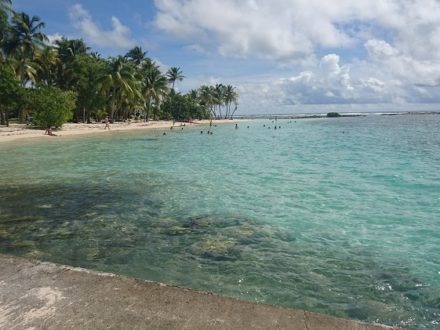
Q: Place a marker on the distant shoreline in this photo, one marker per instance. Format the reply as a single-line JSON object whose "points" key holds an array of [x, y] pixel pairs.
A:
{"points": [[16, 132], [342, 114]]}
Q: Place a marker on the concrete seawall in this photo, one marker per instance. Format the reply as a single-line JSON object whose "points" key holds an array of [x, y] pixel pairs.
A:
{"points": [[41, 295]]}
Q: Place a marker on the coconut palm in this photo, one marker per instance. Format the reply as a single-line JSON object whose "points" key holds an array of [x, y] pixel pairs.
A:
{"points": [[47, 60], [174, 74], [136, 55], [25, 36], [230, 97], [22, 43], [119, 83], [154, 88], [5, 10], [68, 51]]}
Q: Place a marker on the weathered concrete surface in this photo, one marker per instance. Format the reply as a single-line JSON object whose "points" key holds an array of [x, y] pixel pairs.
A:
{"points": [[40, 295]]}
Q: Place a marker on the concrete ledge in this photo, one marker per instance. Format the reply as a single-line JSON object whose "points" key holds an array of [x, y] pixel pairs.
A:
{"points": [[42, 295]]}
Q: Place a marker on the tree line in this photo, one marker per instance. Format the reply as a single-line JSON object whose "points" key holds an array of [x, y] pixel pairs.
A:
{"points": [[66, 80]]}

- - - - - - -

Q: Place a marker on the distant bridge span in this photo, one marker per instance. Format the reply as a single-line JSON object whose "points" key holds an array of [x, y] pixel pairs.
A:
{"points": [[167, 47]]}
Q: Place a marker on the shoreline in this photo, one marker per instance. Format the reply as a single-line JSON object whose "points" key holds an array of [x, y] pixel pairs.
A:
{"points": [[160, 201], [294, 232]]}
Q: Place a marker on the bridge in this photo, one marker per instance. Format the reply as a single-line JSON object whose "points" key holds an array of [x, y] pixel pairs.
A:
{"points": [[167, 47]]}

- - - - - - -

STATED TASK =
From the data above, keep only the lines that contain the word "instance" and copy each of them in full.

FINAL RESULT =
Q: Place a marker on the distant shoreline in this photo, one marker per instance. Format the reply as a single-line JSON object whose "points" key holds an array of [x, y] pixel pairs.
Q: Place a marker on the concrete seawall in this photo, one marker per instance. Format the reply as a single-line JSON object whose "points" key holds an array of [x, y] pixel pairs.
Q: Place a marker on the coconut palm in this photo, one marker per instance. Format the reply as a single-line JSON object whose "points" key holds an array of [x, y] pixel pairs.
Q: Place a marker on the weathered concrete surface in this photo, one marker per instance. Format the reply as a single-line JSON object whose "points" key holds an array of [x, y] pixel pairs.
Q: Place a marker on the concrete ledge in this photo, one marker per instance. Format the reply as a single-line JSON object whose "points" key holds an array of [x, y] pixel pairs.
Q: Place a marker on the tree line in this photo, one marker per instance. Format the reply as a single-line JSON object whose "points" key holds an array of [x, y] pixel pairs.
Q: Place a marker on the distant bridge span in this photo, one marker per instance. Format the reply as a single-line JSON object whose "points" key holds an array of [x, y] pixel pairs.
Q: Place a marker on the shoreline in this photo, one marker per instance. Format the reply as a single-line JSON object whose "points" key holds an array of [x, y] pixel pairs.
Q: Place a marker on the bridge in this photo, one marker per instance. Format the reply as a single-line JSON object whose "points" key holds an array of [x, y] pixel pairs.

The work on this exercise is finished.